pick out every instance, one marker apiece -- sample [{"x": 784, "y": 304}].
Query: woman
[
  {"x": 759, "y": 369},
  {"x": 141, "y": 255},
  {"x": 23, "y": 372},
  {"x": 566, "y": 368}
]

···

Output all of the listing exactly as written.

pick out every instance, one marker apiece -- sample [{"x": 784, "y": 304}].
Query: woman
[
  {"x": 759, "y": 369},
  {"x": 141, "y": 255},
  {"x": 23, "y": 372},
  {"x": 566, "y": 368}
]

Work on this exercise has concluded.